Scan the records for the word "handrail". Return each line where it is found.

Start of SOURCE DATA

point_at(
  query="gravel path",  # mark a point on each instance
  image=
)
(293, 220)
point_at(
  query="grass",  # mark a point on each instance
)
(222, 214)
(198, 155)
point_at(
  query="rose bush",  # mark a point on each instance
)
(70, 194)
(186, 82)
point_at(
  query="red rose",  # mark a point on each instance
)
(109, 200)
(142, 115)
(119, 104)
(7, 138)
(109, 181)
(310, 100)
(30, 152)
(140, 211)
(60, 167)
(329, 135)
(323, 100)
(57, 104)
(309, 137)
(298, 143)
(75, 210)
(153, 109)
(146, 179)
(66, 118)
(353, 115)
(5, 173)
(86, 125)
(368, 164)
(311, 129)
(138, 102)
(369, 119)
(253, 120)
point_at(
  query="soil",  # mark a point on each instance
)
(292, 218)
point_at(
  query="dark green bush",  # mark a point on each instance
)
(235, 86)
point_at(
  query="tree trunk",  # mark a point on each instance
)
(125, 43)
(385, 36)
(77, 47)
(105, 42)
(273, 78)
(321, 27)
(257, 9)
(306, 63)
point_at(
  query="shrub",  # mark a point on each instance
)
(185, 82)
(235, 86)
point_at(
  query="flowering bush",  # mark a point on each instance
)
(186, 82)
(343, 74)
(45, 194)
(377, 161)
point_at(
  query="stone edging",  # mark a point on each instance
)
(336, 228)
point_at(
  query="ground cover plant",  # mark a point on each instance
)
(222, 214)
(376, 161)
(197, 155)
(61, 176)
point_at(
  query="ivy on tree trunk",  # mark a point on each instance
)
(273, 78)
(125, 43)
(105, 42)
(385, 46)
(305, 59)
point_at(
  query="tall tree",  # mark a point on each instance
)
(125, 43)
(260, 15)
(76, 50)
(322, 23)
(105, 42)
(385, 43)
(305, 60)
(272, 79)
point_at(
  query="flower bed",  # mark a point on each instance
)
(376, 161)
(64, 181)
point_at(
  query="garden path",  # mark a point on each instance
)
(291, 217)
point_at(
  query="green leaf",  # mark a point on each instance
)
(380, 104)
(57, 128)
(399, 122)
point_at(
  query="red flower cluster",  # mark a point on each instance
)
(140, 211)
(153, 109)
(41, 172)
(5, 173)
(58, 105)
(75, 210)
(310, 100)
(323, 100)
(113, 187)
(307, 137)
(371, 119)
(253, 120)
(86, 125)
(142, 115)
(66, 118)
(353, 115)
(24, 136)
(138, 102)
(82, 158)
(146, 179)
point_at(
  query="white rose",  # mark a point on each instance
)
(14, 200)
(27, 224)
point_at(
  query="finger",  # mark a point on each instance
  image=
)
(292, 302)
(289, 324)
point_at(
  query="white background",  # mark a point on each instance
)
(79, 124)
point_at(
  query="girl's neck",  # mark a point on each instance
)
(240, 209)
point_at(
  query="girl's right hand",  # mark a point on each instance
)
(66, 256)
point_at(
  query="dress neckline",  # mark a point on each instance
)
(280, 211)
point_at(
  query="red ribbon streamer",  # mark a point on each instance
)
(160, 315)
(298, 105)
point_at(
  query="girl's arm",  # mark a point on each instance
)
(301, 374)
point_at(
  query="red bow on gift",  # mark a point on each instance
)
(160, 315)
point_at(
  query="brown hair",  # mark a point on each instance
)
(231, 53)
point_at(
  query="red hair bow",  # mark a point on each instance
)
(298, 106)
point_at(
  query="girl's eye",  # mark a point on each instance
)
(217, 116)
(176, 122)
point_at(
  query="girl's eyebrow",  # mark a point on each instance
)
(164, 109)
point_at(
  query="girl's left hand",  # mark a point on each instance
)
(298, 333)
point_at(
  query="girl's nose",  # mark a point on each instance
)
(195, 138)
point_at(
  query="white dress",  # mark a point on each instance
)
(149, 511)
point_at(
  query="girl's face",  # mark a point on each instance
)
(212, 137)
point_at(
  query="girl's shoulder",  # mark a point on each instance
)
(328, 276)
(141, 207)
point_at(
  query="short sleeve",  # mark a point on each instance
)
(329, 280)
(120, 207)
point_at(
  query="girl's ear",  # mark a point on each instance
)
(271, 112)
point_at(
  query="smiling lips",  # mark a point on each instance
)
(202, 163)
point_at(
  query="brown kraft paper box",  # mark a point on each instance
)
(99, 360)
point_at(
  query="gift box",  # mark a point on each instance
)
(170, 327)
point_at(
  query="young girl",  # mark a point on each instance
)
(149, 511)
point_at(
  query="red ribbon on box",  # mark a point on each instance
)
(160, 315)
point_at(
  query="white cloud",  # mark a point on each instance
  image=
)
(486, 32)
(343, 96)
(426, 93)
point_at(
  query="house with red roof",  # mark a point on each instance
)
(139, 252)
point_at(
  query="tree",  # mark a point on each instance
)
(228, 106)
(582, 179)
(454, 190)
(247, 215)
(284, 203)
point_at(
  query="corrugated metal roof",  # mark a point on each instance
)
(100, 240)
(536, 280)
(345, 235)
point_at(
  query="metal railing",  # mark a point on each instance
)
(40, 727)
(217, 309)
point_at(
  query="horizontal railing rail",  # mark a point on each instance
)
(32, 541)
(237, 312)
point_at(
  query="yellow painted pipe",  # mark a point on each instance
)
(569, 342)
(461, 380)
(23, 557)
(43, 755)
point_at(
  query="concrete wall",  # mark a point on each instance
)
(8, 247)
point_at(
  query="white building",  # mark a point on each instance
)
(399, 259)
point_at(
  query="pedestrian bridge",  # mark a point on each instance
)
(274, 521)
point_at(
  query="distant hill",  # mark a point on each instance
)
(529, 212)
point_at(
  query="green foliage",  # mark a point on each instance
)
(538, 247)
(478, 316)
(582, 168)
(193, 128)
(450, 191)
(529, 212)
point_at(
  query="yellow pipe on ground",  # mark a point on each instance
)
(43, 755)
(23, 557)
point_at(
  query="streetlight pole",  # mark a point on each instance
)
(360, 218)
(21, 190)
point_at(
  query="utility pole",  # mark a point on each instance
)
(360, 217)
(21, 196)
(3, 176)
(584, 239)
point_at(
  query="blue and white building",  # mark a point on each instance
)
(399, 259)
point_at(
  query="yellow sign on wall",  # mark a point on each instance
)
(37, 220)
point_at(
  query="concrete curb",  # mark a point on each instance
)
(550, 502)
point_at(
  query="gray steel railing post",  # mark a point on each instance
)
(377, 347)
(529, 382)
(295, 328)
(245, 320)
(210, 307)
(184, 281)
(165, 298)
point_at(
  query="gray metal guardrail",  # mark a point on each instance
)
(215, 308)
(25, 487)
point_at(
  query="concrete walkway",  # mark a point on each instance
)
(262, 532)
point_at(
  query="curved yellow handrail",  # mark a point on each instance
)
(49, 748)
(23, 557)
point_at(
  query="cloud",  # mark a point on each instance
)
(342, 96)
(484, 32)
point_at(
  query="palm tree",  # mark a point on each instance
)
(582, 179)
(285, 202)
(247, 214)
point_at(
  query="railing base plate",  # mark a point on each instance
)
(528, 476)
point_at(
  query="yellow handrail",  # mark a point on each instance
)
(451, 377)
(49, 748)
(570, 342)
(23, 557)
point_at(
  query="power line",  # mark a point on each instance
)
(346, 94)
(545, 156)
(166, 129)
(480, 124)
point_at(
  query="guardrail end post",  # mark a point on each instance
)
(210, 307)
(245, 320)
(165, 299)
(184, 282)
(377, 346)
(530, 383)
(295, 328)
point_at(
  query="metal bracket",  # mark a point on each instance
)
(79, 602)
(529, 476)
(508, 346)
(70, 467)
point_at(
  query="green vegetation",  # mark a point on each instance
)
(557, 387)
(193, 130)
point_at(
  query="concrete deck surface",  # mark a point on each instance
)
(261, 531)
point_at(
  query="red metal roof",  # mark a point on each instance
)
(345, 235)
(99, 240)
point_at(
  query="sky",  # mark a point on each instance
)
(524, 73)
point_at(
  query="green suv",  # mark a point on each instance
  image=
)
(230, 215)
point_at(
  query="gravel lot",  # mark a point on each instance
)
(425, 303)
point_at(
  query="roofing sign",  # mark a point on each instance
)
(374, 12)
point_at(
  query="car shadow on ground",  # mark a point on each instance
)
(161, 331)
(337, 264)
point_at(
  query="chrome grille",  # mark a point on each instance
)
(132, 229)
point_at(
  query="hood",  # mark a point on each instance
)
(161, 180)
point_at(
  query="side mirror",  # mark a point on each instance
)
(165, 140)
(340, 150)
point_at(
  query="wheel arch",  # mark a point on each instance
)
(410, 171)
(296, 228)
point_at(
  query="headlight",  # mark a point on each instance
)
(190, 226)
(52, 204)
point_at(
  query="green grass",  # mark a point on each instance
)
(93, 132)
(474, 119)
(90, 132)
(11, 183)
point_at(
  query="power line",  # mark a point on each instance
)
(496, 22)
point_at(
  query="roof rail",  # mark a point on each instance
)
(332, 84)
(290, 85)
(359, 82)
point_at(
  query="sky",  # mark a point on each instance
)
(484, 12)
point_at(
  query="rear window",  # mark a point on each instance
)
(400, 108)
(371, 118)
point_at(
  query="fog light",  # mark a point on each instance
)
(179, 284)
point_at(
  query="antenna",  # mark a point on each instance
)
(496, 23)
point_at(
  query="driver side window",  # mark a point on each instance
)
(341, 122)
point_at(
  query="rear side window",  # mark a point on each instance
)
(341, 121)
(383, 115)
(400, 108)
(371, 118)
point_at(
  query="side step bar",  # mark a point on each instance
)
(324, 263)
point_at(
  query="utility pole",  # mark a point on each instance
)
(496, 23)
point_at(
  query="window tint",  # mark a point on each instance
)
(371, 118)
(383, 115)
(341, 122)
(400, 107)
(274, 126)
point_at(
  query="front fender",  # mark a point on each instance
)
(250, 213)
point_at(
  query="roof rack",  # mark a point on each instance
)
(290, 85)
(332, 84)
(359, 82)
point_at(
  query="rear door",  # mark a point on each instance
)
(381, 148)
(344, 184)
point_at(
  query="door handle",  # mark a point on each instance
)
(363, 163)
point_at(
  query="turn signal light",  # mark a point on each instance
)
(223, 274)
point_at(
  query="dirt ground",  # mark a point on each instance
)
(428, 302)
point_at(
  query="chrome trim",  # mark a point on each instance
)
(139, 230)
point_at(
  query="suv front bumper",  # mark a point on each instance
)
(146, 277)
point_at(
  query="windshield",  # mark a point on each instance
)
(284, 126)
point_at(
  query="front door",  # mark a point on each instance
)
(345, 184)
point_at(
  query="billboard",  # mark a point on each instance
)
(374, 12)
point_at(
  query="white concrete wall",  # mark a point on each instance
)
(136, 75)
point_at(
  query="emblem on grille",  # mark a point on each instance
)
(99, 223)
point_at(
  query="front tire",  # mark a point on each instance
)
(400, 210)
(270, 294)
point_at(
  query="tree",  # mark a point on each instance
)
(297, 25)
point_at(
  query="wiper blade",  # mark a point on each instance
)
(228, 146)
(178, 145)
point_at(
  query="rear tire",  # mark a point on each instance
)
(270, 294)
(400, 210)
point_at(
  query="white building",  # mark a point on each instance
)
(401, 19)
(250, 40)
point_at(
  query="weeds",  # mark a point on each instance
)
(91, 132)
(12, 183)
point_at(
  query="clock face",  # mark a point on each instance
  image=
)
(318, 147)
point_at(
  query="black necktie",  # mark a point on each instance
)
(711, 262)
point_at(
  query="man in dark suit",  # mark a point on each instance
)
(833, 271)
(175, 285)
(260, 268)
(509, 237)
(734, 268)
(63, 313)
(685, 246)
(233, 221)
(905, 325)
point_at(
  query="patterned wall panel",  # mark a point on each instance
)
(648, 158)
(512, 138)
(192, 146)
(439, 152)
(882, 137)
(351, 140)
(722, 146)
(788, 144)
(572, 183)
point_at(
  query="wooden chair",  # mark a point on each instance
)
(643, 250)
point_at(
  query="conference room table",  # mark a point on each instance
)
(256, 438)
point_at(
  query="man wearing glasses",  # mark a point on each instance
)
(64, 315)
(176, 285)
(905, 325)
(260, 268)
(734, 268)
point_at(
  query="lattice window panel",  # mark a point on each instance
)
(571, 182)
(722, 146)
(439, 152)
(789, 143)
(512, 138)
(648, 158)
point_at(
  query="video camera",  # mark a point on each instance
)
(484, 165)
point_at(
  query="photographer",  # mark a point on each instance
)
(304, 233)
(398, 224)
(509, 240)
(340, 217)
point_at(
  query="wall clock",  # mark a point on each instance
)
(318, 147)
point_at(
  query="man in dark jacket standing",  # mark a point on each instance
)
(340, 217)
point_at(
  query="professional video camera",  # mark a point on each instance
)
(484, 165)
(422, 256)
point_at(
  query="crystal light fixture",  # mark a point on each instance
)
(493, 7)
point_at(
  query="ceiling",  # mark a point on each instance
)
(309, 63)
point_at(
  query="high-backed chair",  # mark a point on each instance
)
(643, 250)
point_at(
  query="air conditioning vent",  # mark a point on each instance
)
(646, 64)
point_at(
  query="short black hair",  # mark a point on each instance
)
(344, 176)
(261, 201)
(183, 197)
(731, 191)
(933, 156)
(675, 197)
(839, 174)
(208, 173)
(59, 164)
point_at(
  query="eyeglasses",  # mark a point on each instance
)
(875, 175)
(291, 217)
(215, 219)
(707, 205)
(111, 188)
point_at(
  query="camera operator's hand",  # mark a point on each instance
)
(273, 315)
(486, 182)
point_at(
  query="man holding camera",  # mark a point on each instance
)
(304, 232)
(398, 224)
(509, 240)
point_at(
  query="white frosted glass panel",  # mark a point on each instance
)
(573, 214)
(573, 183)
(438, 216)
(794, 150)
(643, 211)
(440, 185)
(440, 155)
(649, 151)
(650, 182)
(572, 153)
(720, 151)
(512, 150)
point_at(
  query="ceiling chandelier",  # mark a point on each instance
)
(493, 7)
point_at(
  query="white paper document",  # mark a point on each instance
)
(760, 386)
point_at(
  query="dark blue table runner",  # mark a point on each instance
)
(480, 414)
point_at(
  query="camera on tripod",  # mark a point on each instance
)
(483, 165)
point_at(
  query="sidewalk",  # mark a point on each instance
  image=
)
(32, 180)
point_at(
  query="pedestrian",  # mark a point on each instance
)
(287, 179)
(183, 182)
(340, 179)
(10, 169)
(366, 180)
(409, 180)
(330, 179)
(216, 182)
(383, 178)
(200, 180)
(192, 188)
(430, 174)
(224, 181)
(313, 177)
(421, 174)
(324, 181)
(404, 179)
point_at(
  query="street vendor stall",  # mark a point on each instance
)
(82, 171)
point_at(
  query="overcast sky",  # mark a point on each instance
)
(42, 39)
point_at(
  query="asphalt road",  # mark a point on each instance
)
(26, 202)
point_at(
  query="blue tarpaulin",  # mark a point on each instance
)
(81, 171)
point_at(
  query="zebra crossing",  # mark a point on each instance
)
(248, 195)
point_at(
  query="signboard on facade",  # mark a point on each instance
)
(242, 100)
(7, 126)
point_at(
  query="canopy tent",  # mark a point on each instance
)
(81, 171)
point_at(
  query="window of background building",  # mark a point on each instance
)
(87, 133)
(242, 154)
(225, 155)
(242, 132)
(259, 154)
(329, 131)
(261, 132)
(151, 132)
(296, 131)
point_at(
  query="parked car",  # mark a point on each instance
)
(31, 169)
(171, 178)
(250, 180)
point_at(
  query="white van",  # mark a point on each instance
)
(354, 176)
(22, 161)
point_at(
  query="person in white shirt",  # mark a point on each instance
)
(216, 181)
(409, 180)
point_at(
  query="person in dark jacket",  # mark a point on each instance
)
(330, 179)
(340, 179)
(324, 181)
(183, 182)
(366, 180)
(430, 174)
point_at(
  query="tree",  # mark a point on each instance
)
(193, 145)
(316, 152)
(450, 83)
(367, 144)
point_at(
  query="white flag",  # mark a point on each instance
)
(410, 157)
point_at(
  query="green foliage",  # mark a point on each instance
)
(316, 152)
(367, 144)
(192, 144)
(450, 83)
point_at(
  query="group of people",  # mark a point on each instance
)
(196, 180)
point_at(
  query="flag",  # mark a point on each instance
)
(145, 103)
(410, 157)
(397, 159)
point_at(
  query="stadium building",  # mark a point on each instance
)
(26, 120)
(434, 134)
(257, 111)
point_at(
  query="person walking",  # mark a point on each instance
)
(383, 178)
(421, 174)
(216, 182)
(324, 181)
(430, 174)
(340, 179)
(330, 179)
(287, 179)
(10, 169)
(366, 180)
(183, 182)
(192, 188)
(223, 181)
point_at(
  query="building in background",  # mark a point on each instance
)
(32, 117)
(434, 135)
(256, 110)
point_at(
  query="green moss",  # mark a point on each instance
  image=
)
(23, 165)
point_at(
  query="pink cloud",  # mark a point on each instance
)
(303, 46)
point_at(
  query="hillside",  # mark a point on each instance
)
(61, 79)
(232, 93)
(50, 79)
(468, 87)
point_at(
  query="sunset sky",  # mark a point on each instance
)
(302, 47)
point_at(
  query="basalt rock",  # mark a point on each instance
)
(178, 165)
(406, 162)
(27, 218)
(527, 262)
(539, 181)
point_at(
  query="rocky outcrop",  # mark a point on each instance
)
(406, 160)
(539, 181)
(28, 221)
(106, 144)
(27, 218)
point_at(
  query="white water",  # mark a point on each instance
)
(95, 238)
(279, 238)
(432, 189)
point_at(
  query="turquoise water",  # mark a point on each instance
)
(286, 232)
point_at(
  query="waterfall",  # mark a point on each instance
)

End of SOURCE DATA

- ANSWER TO THIS PROBLEM:
  query="curved yellow handrail",  # mark a point on each instance
  query="yellow handrail",  # mark a point on each instance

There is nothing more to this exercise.